E ora passiamo a dire di un altro entanglement: il 3 Aprile scorso, in un suo articolo pubblicato su Media INAF, la collega Francesca Aloisio citò la presenza di due mie tavole (4) tra le opere che a partire dall’8 Aprile sarebbero state esposte nella mostra “La scienza tra le nuvole”.
L’ esposizione, inserita nel cartellone del festival della Scienza capitolino, sarebbe stata visitabile presso il Parco della Musica e Davide Coero Borga, il suo curatore, il 5 pubblicò sempre su Media INAF un pezzo nel quale ancora una volta venivo menzionato come raro caso di scienziato-artista lì presente con le sue opere (pare ce ne fosse anche un altro, tale Stefano Bortolotti dell’Istituto Italiano di Tecnologia).
Sapevo già da mesi del progetto di allestire questa mostra in quanto Stefano Sandrelli, coordinatore nazionale delle attività divulgative dell’INAF, mi aveva invitato con un certo anticipo a proporre alcune mie tavole in vista di quell’occasione. I numerosi eventi intercorsi tra quella prima convocazione e il festival mi avevano però fatto dimenticare del tutto la cosa e la sorpresa di scoprire che effettivamente due tavole di Squid Zoup fossero lì esposte è stata tanta e, inutile dirlo, decisamente piacevole.
Il presunto entanglement, a parte la circostanza fortuita ma decisamente simpatica di trovare proprio in quei giorni un articolo su “Le Scienze” a spiegare quell’argomento di fisica, è stato quindi sentirsi “finalmente” misurato, a quasi quattrocento chilometri di distanza dalla mia posizione, da tutti coloro i quali vedendo le mie tavole, potete starne certi: hanno misurato i miei stati interiori ancora altamente entangled con quanto quelle due tavole raccontano di me.
Come tutti, anche io “vesto i miei panni” tutti i giorni, e il mio personaggio Squid Zoup fa lo stesso, cristallizando alcuni momenti della mia vita o alcuni miei sogni a occhi aperti.
Per dirla in altro modo, vesto i miei panni, ma anche quelli del mio alter ego in bianco e nero col quale mi identifico sempre. Questo – chissà? – mio malgrado, fa di me un cosplayer davvero convincente…
Squid Zoup e me
Ovviamente quello cui faccio riferimento è un entanglement blando, praticamente inesistente se non come metafora usata per sottolineare una banale verità: le nostre azioni hanno una grande influenza a distanza, sia di spazio che di tempo, con il risultato di far sapere ad altri come siamo o come eravamo “mentalmente polarizzati” al momento in cui abbiamo prodotto, detto, fatto qualcosa.

□ □ □ □ □

→ Esercizio 1
Ricopia le righe dell'elenco dalla prima fino a quella che contiene "[216,131,243,141]", inclusa, sostituendo "detect" con "locate" e lasciando invariato tutto il resto. Non riportare le immagini nella risposta.
Il brano e l'elenco non hanno alcun legame tra loro.

→ Elenco grezzo
□ □ □ □ □

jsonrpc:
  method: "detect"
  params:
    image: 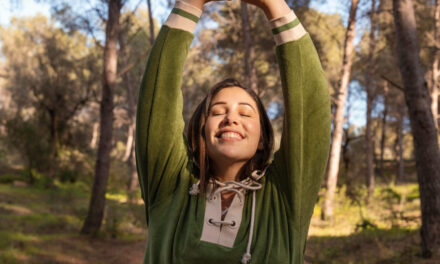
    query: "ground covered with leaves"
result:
[0,180,440,264]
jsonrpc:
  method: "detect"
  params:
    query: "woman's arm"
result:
[136,0,202,207]
[246,0,331,256]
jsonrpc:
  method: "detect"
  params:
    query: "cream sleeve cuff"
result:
[269,10,307,46]
[164,1,202,33]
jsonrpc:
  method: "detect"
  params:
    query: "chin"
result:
[210,148,256,162]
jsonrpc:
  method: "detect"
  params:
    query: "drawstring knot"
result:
[189,170,266,264]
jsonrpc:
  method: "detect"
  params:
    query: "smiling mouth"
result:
[216,131,243,141]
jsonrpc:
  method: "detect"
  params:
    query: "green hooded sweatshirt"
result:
[136,1,331,264]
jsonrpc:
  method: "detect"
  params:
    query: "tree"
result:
[81,0,122,234]
[393,0,440,257]
[365,0,376,197]
[430,0,440,130]
[0,15,99,182]
[321,0,359,219]
[241,1,260,94]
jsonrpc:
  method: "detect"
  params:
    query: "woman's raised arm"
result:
[245,0,331,259]
[136,0,205,210]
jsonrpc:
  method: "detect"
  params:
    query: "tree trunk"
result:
[90,122,99,149]
[393,0,440,257]
[396,107,405,183]
[365,0,376,197]
[241,1,260,95]
[379,81,388,178]
[321,0,359,220]
[431,0,440,131]
[147,0,154,46]
[119,33,138,196]
[81,0,122,234]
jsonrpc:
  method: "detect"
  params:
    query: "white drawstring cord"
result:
[189,170,266,264]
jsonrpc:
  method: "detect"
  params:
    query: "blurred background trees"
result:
[0,0,440,256]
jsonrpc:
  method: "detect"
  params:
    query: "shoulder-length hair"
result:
[187,78,274,193]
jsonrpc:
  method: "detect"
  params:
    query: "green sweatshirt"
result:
[136,1,330,264]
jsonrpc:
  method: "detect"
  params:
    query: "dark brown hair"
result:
[187,78,274,193]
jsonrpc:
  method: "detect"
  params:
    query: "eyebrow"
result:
[209,101,257,112]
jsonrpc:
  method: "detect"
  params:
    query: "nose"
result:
[223,112,238,125]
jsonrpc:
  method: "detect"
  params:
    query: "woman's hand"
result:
[242,0,290,20]
[181,0,231,10]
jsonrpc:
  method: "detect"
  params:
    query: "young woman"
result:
[136,0,330,264]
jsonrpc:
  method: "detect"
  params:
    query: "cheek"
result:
[205,117,218,141]
[245,120,261,141]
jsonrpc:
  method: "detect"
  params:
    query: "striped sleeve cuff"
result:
[270,10,307,46]
[164,1,202,33]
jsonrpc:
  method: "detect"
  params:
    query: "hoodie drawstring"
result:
[189,170,265,264]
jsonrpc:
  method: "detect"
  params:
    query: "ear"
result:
[257,139,264,150]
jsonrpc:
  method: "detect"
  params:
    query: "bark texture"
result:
[379,81,389,178]
[241,1,260,95]
[365,0,376,197]
[393,0,440,257]
[321,0,359,219]
[81,0,122,234]
[147,0,154,46]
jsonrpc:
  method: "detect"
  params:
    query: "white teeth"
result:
[220,132,241,139]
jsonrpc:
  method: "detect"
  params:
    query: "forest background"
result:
[0,0,440,263]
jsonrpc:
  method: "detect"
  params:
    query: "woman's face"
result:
[205,87,263,166]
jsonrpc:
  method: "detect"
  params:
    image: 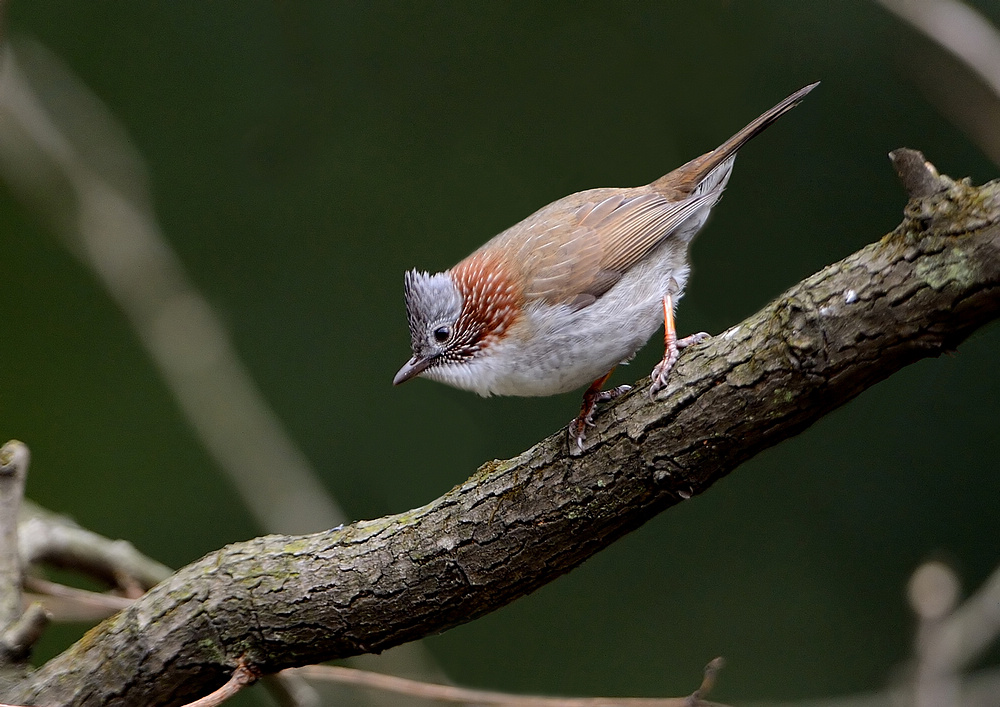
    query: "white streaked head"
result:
[392,270,463,385]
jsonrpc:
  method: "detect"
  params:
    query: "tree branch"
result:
[3,155,1000,706]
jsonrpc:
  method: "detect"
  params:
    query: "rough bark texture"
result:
[3,160,1000,706]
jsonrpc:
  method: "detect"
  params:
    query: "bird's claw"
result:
[569,414,594,452]
[569,385,632,452]
[676,331,712,349]
[649,331,710,398]
[596,385,632,403]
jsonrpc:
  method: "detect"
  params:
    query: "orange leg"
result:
[569,368,632,449]
[649,292,708,395]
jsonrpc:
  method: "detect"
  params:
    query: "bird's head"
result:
[392,254,518,388]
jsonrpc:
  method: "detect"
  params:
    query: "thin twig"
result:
[687,657,726,707]
[18,501,172,590]
[877,0,1000,96]
[875,0,1000,164]
[0,41,346,533]
[24,577,135,613]
[184,661,260,707]
[285,661,728,707]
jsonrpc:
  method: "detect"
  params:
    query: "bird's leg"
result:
[569,368,632,449]
[649,292,708,395]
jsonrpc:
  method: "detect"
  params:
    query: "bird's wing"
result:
[510,185,722,307]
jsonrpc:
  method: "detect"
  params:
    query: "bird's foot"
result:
[595,385,632,403]
[649,331,709,397]
[568,384,632,451]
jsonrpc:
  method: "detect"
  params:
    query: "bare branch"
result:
[18,502,172,589]
[4,155,1000,707]
[877,0,1000,97]
[0,440,33,668]
[290,661,721,707]
[184,663,258,707]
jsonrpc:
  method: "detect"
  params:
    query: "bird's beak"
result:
[392,356,434,385]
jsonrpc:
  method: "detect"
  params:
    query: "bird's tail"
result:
[653,81,819,193]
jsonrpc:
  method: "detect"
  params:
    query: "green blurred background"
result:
[0,0,1000,701]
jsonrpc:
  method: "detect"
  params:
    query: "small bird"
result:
[393,82,819,449]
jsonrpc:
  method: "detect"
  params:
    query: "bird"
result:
[393,82,819,450]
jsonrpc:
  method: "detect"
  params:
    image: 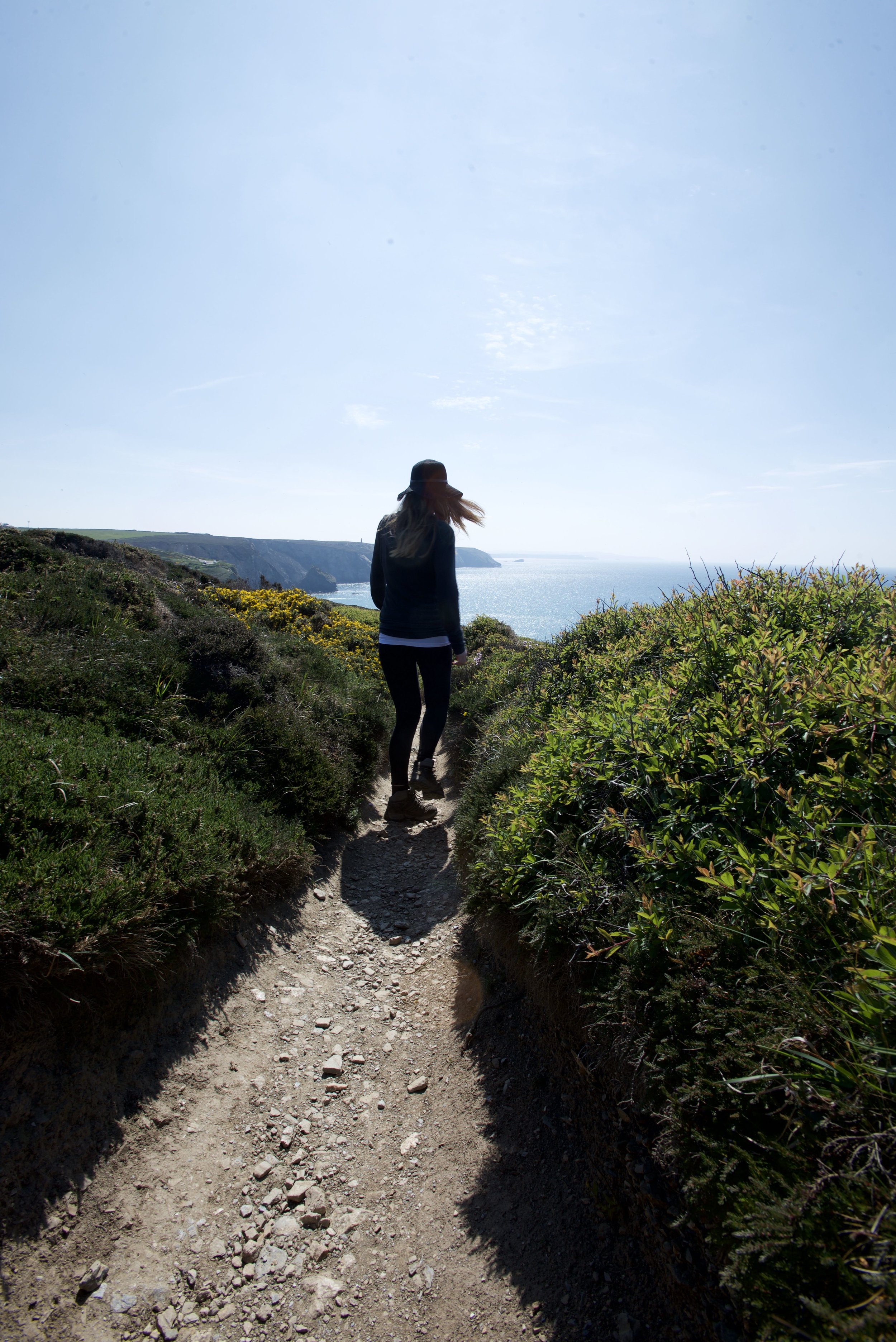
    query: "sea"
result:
[329,554,715,639]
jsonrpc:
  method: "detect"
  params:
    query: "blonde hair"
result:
[382,479,486,560]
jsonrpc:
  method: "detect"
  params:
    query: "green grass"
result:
[459,569,896,1339]
[0,530,388,971]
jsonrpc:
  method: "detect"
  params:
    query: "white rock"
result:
[78,1259,109,1291]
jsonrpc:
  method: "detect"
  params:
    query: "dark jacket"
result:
[370,518,466,654]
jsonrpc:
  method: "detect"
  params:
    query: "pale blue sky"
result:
[0,0,896,565]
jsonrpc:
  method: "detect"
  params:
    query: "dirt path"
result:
[0,757,680,1342]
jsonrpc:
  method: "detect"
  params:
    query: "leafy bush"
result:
[459,569,896,1338]
[209,587,383,684]
[0,530,386,982]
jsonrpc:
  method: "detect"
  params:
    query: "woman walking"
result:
[370,460,483,821]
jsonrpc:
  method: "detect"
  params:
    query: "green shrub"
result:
[0,710,300,961]
[0,530,386,982]
[459,569,896,1338]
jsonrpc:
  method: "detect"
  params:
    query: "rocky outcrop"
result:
[66,531,500,592]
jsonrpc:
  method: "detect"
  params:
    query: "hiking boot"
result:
[386,788,439,825]
[410,760,445,797]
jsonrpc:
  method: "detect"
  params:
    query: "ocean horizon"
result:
[329,554,716,639]
[329,554,896,639]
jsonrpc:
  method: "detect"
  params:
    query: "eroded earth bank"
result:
[0,762,701,1342]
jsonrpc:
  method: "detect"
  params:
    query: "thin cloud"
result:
[345,405,386,428]
[432,396,497,411]
[483,292,573,372]
[170,373,246,396]
[764,458,896,478]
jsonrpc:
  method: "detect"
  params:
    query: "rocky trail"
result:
[0,757,696,1342]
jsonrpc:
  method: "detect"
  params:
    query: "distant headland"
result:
[66,526,500,592]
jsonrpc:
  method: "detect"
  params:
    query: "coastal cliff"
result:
[72,530,500,592]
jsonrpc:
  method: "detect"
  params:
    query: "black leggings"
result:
[380,643,455,792]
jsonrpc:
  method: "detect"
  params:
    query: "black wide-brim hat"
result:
[399,456,464,499]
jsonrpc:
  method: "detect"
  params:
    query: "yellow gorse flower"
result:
[208,587,382,682]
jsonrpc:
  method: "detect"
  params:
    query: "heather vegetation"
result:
[456,569,896,1339]
[0,529,388,985]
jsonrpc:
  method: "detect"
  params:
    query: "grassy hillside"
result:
[459,569,896,1339]
[0,530,386,987]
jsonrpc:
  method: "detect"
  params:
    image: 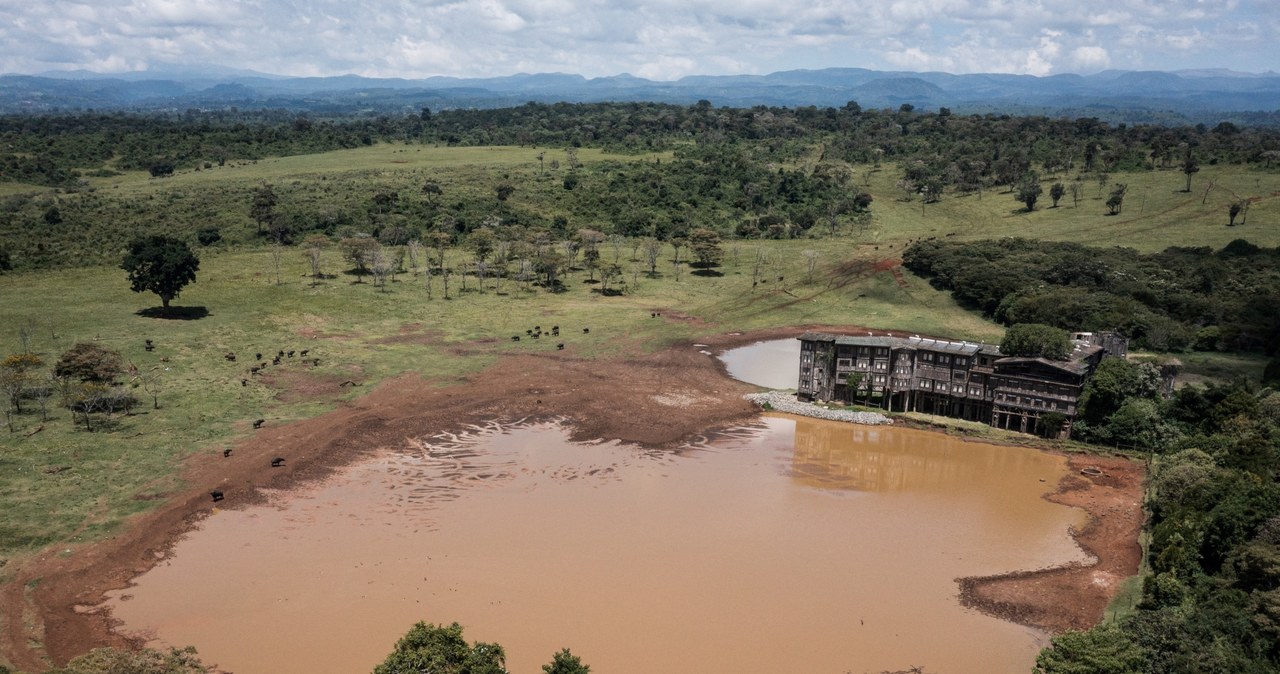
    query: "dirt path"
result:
[0,326,1142,671]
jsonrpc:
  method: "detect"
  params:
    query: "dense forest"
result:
[0,101,1280,269]
[0,102,1280,674]
[0,101,1280,189]
[1037,370,1280,674]
[902,239,1280,354]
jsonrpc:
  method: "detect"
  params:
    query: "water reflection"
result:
[102,417,1080,674]
[721,339,800,389]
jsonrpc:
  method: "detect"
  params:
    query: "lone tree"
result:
[689,228,724,269]
[1048,183,1066,208]
[248,184,279,234]
[1000,324,1071,359]
[374,623,507,674]
[1107,183,1129,215]
[120,235,200,311]
[1183,147,1199,192]
[1018,171,1044,211]
[54,341,124,384]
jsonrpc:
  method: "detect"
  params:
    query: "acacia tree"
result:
[1000,324,1071,359]
[338,234,383,283]
[0,353,44,416]
[1048,183,1066,208]
[1018,171,1044,211]
[120,235,200,310]
[689,228,724,269]
[302,234,333,283]
[248,184,279,234]
[1181,146,1199,192]
[1107,183,1129,215]
[641,237,662,279]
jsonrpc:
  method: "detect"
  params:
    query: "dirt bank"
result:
[0,326,1140,671]
[959,455,1146,633]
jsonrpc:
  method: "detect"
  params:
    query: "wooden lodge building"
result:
[796,333,1129,436]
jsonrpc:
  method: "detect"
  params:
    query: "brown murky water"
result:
[721,339,800,389]
[108,417,1083,674]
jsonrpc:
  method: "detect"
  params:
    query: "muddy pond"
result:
[108,416,1084,674]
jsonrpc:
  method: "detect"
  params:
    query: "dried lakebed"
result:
[108,416,1087,674]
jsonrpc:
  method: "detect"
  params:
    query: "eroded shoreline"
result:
[0,326,1142,670]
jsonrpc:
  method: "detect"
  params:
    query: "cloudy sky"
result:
[0,0,1280,79]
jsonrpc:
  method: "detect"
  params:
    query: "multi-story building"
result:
[796,333,1128,435]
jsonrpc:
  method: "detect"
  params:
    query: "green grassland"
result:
[0,145,1280,590]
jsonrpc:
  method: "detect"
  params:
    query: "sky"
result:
[0,0,1280,81]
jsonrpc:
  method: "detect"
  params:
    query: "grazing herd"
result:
[200,339,320,503]
[204,321,629,503]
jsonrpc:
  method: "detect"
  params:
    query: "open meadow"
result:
[0,145,1280,573]
[0,143,1280,670]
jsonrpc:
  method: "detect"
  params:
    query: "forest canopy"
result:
[902,239,1280,354]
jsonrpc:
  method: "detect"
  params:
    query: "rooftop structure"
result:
[796,333,1128,437]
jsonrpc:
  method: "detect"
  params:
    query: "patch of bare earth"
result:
[959,455,1146,633]
[0,326,1140,670]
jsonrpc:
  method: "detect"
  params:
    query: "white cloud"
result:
[0,0,1280,79]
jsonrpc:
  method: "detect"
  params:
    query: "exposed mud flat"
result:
[109,417,1087,674]
[0,327,1142,673]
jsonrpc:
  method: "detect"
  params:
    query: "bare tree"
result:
[302,234,333,285]
[800,251,818,283]
[1187,175,1217,206]
[643,237,662,279]
[369,247,397,290]
[609,234,627,265]
[138,366,164,409]
[271,242,284,285]
[404,239,422,274]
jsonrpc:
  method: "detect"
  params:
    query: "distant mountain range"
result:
[0,68,1280,123]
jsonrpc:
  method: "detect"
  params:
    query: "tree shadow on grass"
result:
[134,307,209,321]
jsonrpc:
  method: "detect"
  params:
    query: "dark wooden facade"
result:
[796,333,1128,436]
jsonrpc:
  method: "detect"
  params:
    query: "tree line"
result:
[1036,370,1280,674]
[0,101,1280,189]
[902,238,1280,356]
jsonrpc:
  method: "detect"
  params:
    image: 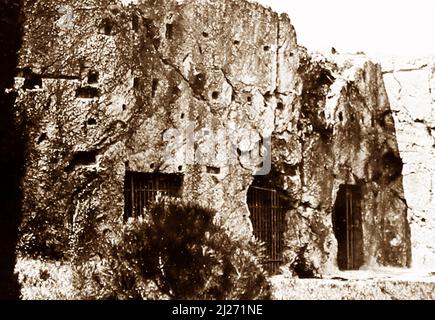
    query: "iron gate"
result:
[333,185,364,270]
[248,186,286,274]
[124,171,183,218]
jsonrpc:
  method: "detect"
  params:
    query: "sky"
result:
[252,0,435,55]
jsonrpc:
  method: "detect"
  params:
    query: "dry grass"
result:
[15,257,74,300]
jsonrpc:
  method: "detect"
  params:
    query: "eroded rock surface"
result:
[11,0,411,274]
[379,57,435,269]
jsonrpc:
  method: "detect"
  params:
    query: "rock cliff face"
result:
[15,0,411,273]
[379,57,435,269]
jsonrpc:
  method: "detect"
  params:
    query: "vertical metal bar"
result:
[128,174,135,217]
[345,188,350,269]
[349,190,355,269]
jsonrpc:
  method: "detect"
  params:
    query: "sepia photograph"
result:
[0,0,435,304]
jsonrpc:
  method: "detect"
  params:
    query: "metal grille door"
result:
[124,171,182,218]
[333,185,363,270]
[248,186,285,274]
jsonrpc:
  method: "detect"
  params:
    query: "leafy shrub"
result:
[74,202,270,299]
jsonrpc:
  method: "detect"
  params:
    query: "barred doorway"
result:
[124,171,183,219]
[248,185,287,274]
[332,185,364,270]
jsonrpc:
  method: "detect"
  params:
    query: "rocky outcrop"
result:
[11,0,410,274]
[378,57,435,269]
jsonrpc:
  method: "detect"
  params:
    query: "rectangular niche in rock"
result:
[124,171,183,219]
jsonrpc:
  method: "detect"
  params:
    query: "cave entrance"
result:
[332,185,364,270]
[247,180,287,274]
[124,171,183,219]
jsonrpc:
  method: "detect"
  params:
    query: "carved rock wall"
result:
[379,57,435,269]
[15,0,410,273]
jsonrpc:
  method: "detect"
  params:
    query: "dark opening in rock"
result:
[23,68,42,90]
[101,18,114,36]
[192,73,207,95]
[207,166,221,174]
[172,86,181,97]
[332,185,364,270]
[65,150,97,172]
[151,79,159,98]
[165,23,174,40]
[211,91,219,100]
[76,86,101,99]
[88,70,99,84]
[131,14,139,32]
[36,132,47,144]
[382,151,403,182]
[247,174,289,275]
[124,171,183,219]
[133,78,141,90]
[290,245,317,279]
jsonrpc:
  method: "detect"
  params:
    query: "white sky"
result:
[253,0,435,55]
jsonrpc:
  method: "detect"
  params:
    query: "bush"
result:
[74,202,270,299]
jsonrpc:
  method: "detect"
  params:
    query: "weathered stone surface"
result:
[378,57,435,269]
[11,0,411,273]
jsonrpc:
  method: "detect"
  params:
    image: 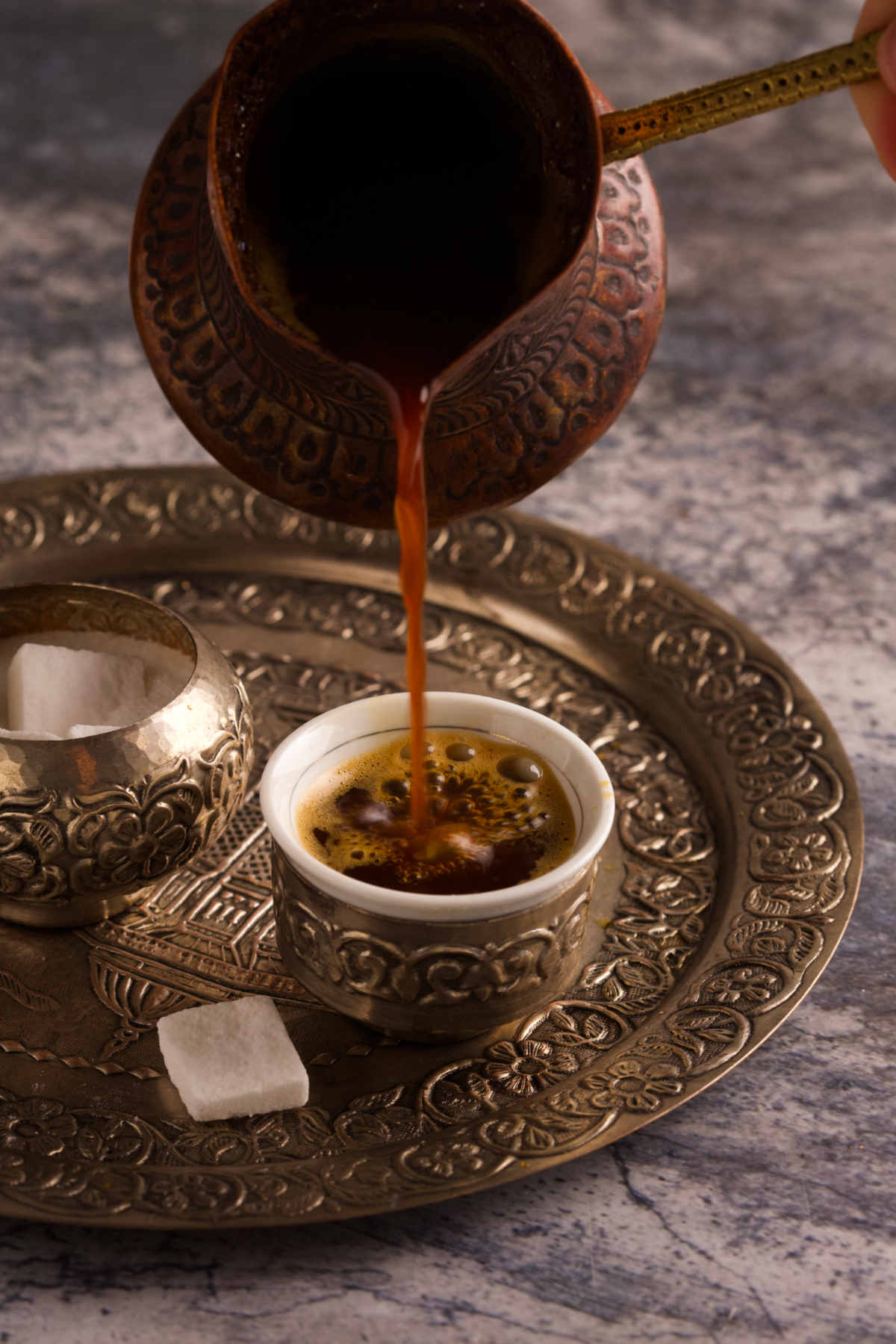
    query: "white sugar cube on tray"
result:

□ □ □ □ □

→ Esercizio 2
Secondo il brano, dove sarebbe stata visitabile la mostra “La scienza tra le nuvole”?

→ Risposta finale 1
jsonrpc:
  method: "locate"
  params:
    image: 
    query: "ground covered with leaves"
result:
[0,180,440,264]
jsonrpc:
  method: "locate"
  params:
    query: "woman's arm"
result:
[136,0,202,207]
[246,0,331,256]
jsonrpc:
  method: "locate"
  params:
    query: "cream sleeve cuff"
result:
[269,10,307,46]
[164,1,202,33]
jsonrpc:
  method: "locate"
  params:
    query: "chin"
result:
[210,148,256,162]
jsonrpc:
  method: "locate"
  params:
    query: "drawstring knot"
result:
[189,170,266,264]
jsonrpc:
  method: "locate"
  params:
    query: "smiling mouth"
result:
[216,131,243,141]

→ Risposta finale 2
La mostra sarebbe stata visitabile presso il Parco della Musica.